As of the 6th of April 2016 it has been illegal for dogs to not be microchipped. Microchipping is a simple process where a microchip the size of a grain of rice is implanted under the skin of the animal. Each microchip has a unique number assigned to it which shows up when scanned by a microchip scanner. After the chip is implanted, it needs to be registered on a database along with your contact details. Without contact details the microchip is useless and is necessary for reunited dogs with their keepers. We understand that the microchipping law may be confusing, so we’ve compiled the information that you as a breeder need to know.
By law a breeder must microchip a dog before they can legally sell it onto a new keeper. If this is not done, you can be fined up to £500 and a court case can be launched against you. So before a dog leaves you, you must:
- Microchip puppies before they’re 8 weeks old
- Register the chip and your details on a microchip database as you are the dog’s first keeper
You cannot register the person buying the dog off you as the first keeper! Failure to get any dog in your keepership chipped can result in a £500 fine and a court case can be taken against you.

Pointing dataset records
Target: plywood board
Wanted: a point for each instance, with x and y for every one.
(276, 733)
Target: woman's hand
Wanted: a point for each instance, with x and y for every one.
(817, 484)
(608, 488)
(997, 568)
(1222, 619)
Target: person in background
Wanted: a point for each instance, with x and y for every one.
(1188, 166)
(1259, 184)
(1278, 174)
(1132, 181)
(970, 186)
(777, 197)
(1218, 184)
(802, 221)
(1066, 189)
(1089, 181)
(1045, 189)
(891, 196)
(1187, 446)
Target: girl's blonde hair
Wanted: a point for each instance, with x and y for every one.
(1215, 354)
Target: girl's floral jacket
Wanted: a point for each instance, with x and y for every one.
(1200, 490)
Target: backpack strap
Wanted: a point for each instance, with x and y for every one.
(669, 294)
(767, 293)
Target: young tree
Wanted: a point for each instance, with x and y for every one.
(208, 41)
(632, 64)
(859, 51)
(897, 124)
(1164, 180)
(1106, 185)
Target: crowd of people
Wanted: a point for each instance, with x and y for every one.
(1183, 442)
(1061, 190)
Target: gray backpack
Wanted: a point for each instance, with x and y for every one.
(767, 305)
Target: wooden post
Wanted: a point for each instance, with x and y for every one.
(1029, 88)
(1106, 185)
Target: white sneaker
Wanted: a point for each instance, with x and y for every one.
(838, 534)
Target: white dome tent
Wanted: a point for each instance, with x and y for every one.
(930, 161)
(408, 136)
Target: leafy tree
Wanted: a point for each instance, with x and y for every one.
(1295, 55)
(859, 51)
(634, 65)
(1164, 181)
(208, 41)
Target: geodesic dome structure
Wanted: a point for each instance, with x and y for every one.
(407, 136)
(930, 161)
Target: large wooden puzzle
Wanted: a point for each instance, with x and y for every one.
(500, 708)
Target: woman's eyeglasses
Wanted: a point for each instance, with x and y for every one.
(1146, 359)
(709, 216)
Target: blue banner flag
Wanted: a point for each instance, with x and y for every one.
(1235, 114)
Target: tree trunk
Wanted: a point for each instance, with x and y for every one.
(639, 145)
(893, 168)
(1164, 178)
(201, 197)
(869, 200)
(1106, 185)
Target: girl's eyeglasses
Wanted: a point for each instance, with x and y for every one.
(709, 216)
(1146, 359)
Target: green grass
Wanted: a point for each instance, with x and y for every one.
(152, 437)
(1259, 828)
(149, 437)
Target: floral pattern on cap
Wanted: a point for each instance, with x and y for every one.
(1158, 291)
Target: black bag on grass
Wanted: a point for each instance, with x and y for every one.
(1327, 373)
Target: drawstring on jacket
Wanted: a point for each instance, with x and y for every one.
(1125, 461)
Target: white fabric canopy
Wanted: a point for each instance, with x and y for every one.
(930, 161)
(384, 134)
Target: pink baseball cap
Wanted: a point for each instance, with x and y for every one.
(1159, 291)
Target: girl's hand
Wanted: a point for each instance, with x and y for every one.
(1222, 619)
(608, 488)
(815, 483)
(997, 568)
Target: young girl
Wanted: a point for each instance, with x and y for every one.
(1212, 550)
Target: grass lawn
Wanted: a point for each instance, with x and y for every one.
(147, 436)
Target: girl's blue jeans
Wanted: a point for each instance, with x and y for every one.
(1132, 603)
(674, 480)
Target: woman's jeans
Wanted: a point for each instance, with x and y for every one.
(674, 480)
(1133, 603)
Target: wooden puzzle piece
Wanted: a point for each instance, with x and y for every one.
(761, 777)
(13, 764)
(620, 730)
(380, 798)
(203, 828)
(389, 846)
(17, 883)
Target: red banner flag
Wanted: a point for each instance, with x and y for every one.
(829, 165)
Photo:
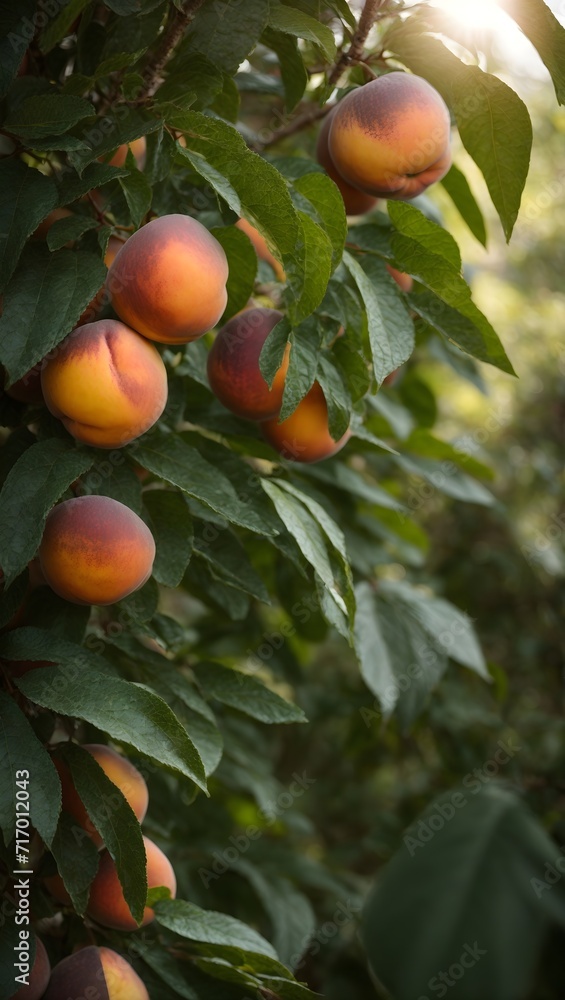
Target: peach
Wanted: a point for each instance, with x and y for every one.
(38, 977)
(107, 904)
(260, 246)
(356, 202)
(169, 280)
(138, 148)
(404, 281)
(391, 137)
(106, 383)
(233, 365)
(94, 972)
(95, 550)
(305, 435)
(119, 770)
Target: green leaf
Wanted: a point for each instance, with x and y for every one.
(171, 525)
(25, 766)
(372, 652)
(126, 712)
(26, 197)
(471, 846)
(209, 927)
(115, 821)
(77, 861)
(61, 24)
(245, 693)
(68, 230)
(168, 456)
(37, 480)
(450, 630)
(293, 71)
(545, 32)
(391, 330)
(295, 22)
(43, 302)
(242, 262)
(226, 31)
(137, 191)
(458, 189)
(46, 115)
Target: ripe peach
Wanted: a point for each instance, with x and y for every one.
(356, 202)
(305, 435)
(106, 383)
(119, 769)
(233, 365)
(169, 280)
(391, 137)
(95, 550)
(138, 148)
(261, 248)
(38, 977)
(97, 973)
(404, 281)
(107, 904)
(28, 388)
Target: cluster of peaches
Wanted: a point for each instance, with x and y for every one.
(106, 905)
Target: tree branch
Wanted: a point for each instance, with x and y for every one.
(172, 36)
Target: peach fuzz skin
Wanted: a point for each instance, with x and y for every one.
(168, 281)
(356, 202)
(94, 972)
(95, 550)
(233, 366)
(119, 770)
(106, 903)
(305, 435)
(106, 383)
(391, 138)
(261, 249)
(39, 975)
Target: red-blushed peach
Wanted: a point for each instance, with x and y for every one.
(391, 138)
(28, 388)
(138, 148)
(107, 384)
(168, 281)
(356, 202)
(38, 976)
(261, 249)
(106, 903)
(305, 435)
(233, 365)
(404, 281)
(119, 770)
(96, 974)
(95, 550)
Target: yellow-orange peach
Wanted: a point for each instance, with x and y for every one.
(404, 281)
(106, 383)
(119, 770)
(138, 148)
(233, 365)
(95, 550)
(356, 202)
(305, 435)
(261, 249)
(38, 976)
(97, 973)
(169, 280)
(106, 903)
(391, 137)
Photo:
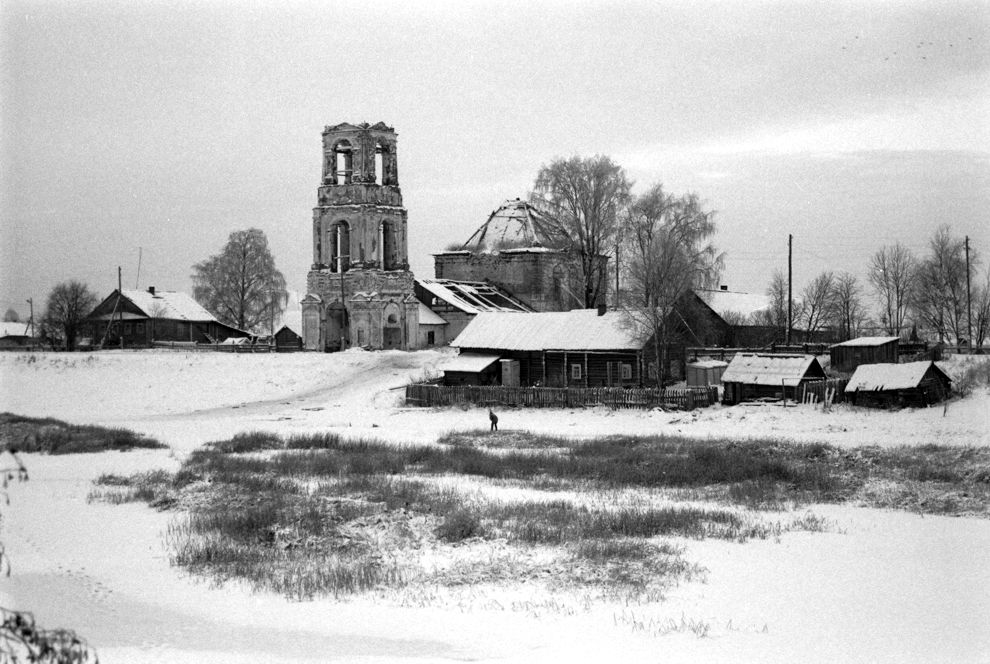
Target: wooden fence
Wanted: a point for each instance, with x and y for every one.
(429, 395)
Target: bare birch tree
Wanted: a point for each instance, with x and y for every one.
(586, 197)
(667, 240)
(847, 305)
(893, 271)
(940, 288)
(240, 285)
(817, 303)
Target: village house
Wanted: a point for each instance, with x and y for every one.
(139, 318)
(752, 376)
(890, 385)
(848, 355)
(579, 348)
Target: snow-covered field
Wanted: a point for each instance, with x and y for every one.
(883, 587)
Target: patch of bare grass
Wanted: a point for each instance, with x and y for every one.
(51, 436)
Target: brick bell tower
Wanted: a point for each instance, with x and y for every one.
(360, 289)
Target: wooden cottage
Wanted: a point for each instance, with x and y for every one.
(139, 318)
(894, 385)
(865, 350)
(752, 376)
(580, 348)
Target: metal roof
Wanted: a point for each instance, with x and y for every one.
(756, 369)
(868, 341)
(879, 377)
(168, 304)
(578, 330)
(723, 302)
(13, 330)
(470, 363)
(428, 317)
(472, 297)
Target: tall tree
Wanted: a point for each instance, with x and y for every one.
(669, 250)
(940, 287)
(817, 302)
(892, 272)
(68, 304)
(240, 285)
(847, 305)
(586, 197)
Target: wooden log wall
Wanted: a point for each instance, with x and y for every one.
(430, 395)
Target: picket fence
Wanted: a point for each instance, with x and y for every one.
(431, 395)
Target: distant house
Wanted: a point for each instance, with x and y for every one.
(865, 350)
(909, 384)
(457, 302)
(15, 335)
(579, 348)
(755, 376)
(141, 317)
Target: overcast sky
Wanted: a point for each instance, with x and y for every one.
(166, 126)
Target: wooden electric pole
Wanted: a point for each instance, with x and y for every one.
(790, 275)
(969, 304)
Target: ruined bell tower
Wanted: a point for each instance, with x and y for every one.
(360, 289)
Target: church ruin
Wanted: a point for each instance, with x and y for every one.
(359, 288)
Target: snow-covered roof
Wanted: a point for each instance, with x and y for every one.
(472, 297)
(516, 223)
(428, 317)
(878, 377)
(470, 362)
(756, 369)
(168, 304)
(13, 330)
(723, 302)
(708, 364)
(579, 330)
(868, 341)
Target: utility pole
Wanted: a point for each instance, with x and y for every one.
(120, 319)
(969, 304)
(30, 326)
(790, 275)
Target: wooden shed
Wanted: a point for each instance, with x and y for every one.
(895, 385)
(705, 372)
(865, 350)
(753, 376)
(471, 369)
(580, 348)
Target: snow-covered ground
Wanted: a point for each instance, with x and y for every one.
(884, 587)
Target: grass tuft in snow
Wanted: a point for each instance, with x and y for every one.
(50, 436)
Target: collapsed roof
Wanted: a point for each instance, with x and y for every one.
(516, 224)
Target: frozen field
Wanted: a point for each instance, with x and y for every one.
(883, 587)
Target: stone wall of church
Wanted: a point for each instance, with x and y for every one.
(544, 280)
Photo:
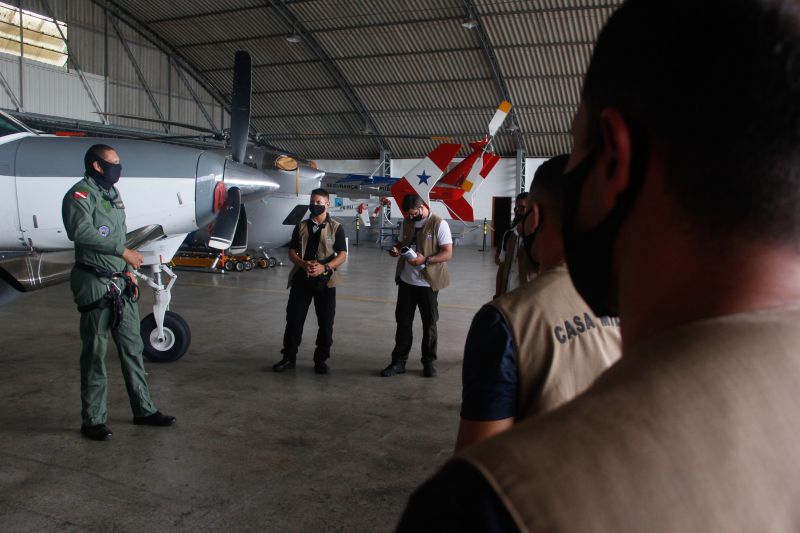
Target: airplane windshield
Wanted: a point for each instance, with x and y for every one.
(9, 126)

--

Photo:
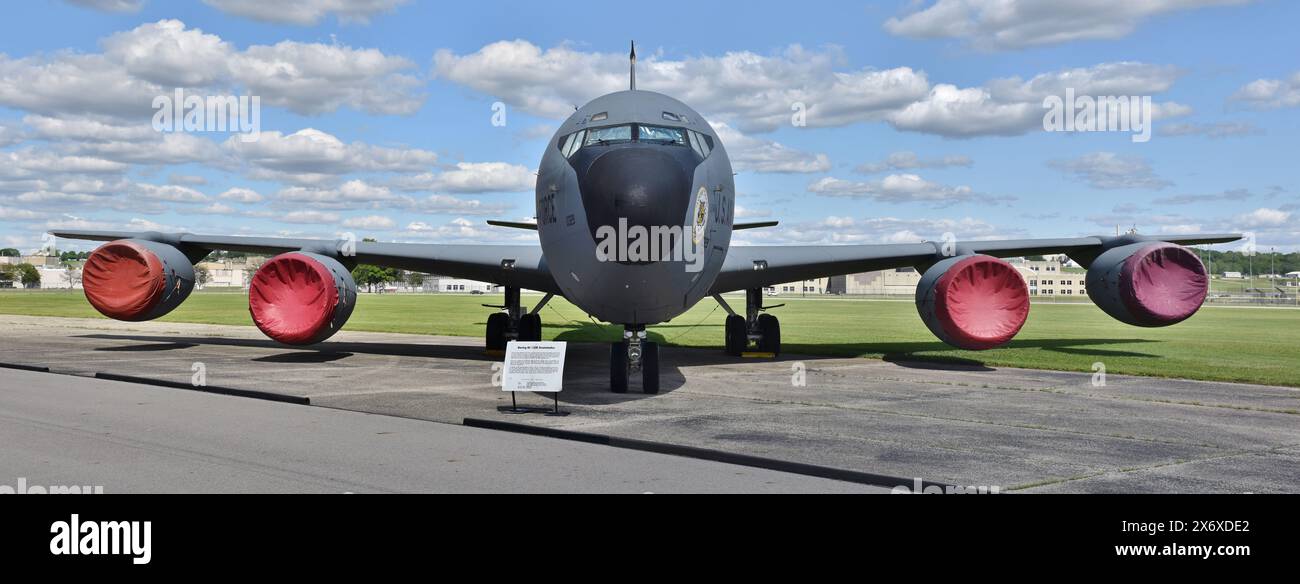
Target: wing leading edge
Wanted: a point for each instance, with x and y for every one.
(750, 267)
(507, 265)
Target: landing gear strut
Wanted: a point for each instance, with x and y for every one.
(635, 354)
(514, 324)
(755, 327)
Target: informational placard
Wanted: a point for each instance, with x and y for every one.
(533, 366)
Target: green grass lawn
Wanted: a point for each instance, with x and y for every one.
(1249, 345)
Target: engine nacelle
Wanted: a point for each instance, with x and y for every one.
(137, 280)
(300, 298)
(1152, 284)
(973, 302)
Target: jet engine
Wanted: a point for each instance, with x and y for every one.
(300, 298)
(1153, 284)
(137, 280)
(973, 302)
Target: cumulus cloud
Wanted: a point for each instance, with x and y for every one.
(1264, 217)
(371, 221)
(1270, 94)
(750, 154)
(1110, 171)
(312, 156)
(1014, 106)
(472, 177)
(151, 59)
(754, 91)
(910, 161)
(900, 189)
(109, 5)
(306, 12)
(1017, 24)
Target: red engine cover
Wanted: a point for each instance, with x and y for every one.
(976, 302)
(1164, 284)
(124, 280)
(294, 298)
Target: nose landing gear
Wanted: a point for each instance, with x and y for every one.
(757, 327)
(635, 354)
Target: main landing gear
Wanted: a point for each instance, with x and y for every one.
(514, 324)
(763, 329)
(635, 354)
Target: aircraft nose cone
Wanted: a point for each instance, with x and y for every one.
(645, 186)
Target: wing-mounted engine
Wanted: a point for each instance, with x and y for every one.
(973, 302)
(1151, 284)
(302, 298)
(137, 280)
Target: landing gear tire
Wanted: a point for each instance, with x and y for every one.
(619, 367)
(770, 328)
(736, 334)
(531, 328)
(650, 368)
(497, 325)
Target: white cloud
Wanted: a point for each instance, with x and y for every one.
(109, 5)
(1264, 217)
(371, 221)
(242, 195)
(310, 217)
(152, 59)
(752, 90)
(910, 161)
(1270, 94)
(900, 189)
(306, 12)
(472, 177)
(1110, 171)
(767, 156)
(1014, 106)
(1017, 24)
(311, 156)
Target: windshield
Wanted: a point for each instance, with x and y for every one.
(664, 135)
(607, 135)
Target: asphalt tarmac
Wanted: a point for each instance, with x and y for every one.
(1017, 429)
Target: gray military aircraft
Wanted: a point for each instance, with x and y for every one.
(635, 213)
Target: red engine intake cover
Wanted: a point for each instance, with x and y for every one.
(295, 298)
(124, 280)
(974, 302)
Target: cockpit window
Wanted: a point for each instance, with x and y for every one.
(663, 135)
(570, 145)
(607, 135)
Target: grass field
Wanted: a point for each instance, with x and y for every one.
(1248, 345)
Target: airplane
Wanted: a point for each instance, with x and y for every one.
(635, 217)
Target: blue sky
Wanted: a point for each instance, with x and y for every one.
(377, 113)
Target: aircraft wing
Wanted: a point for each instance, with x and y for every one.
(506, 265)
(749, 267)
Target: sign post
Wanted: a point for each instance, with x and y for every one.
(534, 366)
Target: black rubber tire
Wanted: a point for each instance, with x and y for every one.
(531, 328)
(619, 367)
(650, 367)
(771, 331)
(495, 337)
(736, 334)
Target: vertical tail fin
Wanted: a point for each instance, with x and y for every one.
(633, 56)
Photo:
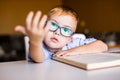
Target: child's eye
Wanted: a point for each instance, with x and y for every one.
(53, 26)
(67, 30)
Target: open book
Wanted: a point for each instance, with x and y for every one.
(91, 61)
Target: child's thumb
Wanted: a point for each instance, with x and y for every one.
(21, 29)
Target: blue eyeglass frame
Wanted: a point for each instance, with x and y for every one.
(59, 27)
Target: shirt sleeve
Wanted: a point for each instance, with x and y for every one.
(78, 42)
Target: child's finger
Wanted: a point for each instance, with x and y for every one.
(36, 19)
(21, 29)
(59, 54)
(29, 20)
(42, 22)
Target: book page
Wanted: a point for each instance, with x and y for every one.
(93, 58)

--

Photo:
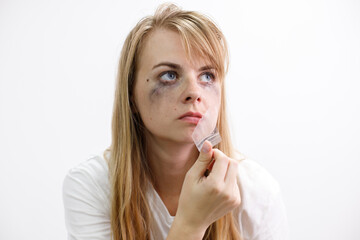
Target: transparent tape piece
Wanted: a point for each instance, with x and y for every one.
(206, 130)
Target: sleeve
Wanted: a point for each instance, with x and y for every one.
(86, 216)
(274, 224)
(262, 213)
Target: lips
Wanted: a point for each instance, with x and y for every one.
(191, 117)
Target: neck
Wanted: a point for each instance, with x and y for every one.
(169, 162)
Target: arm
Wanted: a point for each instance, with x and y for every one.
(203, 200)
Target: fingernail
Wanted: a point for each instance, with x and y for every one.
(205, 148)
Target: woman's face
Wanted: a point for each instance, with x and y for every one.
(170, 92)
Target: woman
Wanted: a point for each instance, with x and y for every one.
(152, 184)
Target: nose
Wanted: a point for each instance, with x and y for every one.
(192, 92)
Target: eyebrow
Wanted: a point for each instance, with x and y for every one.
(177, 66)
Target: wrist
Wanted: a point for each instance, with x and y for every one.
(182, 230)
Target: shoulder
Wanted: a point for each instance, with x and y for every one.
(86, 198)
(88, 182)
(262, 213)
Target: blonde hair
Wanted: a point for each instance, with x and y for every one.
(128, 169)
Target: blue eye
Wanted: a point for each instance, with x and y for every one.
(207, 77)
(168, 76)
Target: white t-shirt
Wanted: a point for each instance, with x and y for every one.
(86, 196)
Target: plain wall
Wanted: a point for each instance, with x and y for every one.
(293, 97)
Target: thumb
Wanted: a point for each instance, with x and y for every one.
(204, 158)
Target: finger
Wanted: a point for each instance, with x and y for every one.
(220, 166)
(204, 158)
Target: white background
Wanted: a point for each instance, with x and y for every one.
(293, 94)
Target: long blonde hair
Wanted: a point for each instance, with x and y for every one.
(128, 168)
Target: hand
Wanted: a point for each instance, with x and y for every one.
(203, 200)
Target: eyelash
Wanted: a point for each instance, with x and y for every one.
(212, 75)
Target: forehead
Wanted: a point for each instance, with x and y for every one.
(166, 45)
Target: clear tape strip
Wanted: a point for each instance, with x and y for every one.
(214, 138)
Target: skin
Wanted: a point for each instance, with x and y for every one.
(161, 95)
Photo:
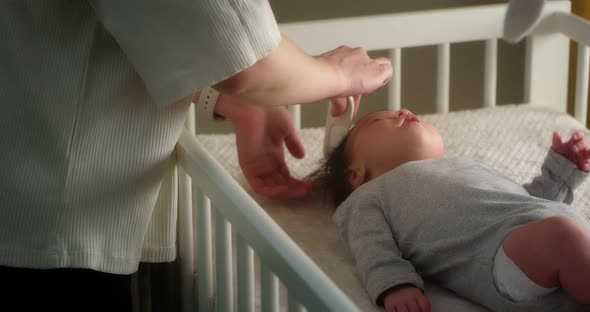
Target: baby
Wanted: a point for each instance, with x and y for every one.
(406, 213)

▶ Requirement A
List each distinct figure written in numerals in the microchipping text, once each, in the form it takes there.
▶ Requirement B
Return the part of the microchipping text starting with "By law a breeder" and going on through "taken against you.".

▶ Written reply A
6th
2016
£500
8

▶ Written reply B
By law a breeder must microchip a dog before they can legally sell it onto a new keeper. If this is not done, you can be fined up to £500 and a court case can be launched against you. So before a dog leaves you, you must:
- Microchip puppies before they’re 8 weeks old
- Register the chip and your details on a microchip database as you are the dog’s first keeper
You cannot register the person buying the dog off you as the first keeper! Failure to get any dog in your keepership chipped can result in a £500 fine and a court case can be taken against you.